> _Problem description_:
Set each entry down exactly as written.
*** Data provided ***
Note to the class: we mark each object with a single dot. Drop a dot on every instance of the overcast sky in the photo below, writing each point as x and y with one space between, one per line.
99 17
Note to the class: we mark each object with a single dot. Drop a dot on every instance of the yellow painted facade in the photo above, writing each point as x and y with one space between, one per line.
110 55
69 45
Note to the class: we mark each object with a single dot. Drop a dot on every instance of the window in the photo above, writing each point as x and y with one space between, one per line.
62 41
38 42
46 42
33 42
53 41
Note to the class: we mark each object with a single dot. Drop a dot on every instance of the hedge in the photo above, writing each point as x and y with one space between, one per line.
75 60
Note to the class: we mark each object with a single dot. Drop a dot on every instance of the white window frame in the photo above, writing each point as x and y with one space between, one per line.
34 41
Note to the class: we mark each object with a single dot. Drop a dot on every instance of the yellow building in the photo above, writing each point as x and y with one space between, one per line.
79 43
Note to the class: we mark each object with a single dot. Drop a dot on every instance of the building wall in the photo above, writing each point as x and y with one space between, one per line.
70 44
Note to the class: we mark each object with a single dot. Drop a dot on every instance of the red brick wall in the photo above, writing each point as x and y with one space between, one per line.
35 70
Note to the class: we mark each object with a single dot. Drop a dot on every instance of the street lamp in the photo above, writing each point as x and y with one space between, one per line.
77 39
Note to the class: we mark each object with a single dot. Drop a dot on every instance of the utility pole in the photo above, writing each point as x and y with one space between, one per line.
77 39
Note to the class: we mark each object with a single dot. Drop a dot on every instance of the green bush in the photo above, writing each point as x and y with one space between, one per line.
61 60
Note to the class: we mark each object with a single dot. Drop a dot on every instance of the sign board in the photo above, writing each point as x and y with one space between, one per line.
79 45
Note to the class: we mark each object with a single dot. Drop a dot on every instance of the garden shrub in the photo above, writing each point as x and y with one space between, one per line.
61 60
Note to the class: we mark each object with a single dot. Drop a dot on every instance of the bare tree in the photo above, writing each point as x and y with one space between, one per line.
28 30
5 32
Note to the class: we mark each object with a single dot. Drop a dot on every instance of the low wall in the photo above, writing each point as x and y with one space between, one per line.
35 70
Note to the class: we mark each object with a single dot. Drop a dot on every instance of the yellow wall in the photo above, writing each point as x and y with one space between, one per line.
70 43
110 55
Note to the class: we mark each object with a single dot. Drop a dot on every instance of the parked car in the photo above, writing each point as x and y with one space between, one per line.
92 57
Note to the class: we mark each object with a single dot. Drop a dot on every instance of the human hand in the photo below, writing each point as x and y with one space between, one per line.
*** End of Data provided ***
> _Solution for this problem_:
Note to the class: we mark each object with a single dot. Drop a dot on every instance of the overcast sky in the photo below, writing each point as x and y with one space between, one per line.
99 17
Note to the class: we mark each object with a single dot. Drop a dot on every instance of the yellow painted facade in the photo above, writing each point as x and y with one space between, one per line.
110 55
69 45
Note to the class: we mark each object with a single dot. Drop a dot on every instance of the window in the photo above, writing each point as x and y with one space between, one per line.
62 41
38 42
46 42
33 42
53 41
Note to the class: we mark each object with a single dot. Drop a dot on every instance of the hedge in the photo above, writing each point as x and y with one space between, one per line.
75 60
Note to the class: we mark each object with a single dot. Drop a dot on every instance of the white window frame in the photo above, writing each point as x and y with one space between, one per line.
34 41
Note to the class: we mark each object with a single dot. Drop a dot on every instance of the yellow building in the photo above, writing each point as x and y with one space between, one per line.
79 43
Note to the class: we mark each object with a single dot. Drop a dot on every instance of the building wall in the photo above, writing each point as x and y with one space between, one per line.
70 44
Note to the class: we mark each object with a single dot. Drop a dot on every instance of the red brick wall in the photo above, writing each point as x and y with one space between, one per line.
35 70
Note to the class: we mark each object with a single dot. Drop a dot on every instance of the street lamp in the photo above, writing each point as x and y with one space between, one per line.
77 39
Note to the class: we mark each object with a single dot. Drop a dot on every instance of the utility pole in the photo above, writing each point as x and y with one space between, one per line.
77 39
Note to the class: we mark each object with a single dot. Drop a dot on every instance of the green bush in the photo above, writing each point as x and y with one space between, one per line.
61 60
Note to the class: we mark each object with a single dot. Drop a dot on every instance of the sign board in the photo above, writing each point as x and y with one space between, one per line.
79 45
Note to the class: we mark each object with a single dot. Drop a dot on every instance of the garden shrub in the photo above, writing each point as x and y with one space between, one per line.
61 60
Note to the class: we mark each object with a single dot. Drop a dot on every instance of the bare tree in the photo above, writing each point as x and y with one space between, one per line.
28 30
5 32
Note to the class: we mark each object with a single dot. Drop a dot on every instance of the low wall in the photo above, writing each point as x and y with one space between, one per line.
35 70
Note to the class: we mark each object with a single dot. Drop a dot on every instance of the yellow wall in the photo above, writing each point as x and y with one space between, one per line.
70 43
110 55
Note to the class: we mark each object with a single dot. Drop a dot on every instance of the parked car in the photo above, writing each point as x and y with one space between, one per line.
92 57
Note to the class: we mark each object with a single dot. Drop a dot on every instance of the human hand in the photo below, writing each point as x and y with one space between, one per line.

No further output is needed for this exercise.